◆ THE PROBLEM
Pull every line with "mushroom" from the data.

◆ INFORMATION PROVIDED
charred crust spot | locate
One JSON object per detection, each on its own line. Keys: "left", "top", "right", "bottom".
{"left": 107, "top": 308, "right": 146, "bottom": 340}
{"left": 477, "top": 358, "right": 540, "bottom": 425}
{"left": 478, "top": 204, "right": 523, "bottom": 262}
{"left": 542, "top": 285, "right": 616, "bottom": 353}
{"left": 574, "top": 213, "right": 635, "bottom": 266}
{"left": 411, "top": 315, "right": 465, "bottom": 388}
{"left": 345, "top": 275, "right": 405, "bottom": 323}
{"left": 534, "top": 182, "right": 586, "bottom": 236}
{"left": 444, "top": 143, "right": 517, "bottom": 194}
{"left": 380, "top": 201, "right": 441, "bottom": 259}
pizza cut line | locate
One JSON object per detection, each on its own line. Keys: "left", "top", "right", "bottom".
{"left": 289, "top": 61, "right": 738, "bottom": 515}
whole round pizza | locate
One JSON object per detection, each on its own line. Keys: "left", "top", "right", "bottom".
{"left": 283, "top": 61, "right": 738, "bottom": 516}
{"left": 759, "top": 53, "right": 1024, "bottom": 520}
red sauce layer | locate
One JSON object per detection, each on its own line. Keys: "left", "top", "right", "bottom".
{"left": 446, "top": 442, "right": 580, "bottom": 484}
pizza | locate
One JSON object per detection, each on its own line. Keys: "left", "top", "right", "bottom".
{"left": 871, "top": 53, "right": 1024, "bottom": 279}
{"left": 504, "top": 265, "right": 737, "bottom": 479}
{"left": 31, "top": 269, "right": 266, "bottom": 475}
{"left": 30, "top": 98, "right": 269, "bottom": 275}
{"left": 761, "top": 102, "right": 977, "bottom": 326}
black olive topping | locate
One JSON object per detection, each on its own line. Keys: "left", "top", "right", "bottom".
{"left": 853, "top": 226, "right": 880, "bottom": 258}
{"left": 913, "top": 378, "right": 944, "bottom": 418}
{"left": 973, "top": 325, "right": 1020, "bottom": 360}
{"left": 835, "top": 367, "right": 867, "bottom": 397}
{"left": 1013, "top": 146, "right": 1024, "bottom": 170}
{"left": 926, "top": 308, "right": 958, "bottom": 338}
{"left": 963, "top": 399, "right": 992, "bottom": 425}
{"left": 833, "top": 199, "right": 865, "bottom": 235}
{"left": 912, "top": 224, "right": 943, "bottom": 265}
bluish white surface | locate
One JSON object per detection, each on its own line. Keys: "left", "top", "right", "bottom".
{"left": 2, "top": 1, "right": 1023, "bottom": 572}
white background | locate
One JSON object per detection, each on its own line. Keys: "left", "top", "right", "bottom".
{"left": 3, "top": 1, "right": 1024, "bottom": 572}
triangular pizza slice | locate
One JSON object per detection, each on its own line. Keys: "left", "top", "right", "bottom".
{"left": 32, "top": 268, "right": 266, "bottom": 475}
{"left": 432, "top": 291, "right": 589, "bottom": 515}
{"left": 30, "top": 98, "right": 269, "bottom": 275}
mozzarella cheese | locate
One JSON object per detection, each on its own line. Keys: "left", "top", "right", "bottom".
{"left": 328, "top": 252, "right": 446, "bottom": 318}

...

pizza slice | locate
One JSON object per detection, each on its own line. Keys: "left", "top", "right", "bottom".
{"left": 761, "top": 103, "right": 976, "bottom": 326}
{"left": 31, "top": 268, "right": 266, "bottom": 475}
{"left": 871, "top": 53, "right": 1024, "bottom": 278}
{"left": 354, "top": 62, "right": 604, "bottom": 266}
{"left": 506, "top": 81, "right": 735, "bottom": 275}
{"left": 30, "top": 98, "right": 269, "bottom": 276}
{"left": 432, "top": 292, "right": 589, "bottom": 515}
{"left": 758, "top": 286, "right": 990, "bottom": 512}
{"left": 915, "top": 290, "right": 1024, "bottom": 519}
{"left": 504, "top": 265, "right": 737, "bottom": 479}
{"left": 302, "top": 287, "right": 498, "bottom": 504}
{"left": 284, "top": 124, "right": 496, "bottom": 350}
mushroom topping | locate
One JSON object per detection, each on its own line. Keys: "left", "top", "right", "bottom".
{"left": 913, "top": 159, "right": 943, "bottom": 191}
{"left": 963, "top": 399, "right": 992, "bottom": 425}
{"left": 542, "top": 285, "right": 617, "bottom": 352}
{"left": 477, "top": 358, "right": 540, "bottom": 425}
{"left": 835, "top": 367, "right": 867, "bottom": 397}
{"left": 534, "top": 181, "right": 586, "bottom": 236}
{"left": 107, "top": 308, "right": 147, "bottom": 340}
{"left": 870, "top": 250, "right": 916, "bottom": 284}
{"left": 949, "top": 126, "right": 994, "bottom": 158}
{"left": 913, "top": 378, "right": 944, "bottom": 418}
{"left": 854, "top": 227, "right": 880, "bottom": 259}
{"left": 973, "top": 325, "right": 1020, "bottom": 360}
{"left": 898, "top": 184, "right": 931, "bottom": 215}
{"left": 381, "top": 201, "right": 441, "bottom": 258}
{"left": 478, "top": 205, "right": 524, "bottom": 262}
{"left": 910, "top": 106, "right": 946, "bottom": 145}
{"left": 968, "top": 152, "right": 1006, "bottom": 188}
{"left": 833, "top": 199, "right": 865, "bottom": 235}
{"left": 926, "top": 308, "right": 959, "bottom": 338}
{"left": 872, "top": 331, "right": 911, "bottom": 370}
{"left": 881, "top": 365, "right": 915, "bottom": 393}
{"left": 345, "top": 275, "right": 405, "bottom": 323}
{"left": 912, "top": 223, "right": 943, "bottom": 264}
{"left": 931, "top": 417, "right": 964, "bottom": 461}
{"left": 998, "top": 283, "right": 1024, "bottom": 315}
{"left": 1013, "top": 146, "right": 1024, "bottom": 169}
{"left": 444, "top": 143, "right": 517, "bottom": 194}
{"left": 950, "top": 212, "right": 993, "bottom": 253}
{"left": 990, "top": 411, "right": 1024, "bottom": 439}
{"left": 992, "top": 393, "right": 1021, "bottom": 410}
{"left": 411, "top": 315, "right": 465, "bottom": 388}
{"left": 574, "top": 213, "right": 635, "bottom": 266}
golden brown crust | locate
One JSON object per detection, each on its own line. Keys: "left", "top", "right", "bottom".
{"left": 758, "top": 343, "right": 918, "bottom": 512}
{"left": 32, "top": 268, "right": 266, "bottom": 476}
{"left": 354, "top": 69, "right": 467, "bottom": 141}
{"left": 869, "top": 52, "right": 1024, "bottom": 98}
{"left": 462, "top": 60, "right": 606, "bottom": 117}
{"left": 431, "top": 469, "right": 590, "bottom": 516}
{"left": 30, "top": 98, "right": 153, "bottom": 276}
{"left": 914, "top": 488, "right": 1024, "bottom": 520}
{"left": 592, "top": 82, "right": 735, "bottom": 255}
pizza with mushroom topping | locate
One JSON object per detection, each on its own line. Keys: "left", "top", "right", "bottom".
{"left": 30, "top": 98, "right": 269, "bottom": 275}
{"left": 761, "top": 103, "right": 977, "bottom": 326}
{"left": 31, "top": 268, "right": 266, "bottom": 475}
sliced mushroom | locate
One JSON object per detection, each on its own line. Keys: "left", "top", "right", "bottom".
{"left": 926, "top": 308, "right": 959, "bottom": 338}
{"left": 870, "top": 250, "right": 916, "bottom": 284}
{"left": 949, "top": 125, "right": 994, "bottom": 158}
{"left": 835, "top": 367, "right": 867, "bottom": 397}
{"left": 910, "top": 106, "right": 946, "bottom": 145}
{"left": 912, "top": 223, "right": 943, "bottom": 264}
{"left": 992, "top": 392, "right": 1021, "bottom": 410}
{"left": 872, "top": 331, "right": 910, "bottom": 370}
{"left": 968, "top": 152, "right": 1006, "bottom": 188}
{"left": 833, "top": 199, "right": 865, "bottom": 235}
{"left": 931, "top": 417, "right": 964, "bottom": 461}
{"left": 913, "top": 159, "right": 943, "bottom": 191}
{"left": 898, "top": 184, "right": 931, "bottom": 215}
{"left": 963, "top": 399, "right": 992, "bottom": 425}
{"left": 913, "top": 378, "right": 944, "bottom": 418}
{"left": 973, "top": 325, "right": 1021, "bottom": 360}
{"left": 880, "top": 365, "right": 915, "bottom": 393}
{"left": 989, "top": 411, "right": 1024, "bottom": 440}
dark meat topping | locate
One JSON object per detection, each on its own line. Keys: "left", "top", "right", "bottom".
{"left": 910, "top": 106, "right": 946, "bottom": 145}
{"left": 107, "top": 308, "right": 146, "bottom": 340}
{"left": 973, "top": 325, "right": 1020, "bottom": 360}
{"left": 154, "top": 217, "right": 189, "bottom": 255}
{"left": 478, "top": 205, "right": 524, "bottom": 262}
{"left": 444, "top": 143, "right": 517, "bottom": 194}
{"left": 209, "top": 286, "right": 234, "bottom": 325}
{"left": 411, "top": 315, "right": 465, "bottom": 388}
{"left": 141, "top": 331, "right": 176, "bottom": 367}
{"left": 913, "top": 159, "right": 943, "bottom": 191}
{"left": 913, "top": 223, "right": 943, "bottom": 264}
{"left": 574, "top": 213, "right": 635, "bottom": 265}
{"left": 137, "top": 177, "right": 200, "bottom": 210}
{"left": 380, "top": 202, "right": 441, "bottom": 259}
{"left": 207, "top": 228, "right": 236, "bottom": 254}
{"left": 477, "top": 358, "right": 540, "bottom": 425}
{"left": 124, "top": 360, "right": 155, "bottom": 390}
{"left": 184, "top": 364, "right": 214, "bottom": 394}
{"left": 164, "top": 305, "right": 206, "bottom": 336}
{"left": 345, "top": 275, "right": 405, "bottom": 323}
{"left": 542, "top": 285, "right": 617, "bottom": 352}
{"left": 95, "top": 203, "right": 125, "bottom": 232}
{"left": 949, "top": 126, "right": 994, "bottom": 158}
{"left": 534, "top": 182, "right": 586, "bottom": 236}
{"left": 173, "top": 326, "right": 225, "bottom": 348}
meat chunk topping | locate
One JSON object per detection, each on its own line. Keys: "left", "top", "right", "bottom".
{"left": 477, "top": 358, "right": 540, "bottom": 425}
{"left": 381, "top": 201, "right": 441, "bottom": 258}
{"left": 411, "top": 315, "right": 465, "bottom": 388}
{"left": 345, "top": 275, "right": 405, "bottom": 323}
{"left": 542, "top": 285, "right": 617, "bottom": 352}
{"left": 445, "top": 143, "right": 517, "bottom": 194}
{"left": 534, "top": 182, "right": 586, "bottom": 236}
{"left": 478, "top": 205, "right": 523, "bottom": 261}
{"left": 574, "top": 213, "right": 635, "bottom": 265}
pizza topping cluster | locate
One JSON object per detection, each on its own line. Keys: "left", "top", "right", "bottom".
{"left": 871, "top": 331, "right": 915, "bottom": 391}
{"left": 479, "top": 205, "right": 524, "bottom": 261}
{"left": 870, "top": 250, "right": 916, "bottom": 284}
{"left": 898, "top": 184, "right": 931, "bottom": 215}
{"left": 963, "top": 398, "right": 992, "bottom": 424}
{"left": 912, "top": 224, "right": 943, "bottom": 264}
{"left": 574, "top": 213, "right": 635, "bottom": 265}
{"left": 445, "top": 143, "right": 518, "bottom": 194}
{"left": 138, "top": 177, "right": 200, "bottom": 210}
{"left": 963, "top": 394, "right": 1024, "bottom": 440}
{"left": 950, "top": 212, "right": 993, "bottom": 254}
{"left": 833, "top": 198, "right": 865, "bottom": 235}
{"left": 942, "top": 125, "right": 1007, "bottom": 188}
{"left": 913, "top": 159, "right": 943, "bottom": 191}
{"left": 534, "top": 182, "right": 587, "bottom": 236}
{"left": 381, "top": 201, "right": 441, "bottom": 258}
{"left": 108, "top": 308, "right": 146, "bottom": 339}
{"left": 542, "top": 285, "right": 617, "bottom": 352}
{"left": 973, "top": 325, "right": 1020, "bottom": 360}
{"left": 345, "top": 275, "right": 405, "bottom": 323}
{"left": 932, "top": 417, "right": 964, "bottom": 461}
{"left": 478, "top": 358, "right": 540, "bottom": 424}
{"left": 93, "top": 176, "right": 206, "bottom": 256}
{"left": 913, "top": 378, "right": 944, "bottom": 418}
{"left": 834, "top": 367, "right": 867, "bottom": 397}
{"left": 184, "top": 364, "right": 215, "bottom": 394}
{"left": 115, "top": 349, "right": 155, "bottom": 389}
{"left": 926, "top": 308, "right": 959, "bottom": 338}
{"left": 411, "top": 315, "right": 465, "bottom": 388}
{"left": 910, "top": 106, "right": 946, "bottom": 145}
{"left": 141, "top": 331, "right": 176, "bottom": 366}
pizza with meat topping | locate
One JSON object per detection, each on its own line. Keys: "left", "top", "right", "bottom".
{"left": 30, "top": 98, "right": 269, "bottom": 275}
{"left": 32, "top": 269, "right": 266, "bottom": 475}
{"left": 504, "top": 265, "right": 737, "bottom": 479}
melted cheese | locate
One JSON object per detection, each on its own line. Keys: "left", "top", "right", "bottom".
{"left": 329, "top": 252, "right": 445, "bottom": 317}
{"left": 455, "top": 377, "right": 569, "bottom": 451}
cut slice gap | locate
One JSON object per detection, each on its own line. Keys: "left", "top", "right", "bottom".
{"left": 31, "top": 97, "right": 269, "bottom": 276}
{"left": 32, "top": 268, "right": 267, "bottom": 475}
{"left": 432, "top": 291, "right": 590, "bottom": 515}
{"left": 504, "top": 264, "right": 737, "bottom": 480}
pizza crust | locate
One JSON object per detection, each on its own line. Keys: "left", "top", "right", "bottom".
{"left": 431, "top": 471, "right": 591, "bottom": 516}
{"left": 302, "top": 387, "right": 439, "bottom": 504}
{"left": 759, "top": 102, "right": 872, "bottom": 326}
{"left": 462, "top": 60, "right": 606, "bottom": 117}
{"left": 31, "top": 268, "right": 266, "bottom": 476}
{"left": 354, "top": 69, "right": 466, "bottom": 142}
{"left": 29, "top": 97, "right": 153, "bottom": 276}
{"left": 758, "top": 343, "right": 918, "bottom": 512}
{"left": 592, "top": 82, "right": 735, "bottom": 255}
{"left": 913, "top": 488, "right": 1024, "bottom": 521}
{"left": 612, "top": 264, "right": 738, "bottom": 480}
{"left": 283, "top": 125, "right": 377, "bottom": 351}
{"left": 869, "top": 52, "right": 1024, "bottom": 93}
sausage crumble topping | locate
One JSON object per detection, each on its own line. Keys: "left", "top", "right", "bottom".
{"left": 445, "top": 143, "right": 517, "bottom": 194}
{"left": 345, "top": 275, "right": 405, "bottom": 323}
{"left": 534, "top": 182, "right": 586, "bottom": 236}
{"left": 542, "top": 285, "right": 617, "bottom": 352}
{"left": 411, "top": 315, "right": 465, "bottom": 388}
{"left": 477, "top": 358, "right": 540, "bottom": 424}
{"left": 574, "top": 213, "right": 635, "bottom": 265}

◆ ANSWER SPACE
mushroom topping | locate
pizza with mushroom topping | locate
sliced mushroom | locate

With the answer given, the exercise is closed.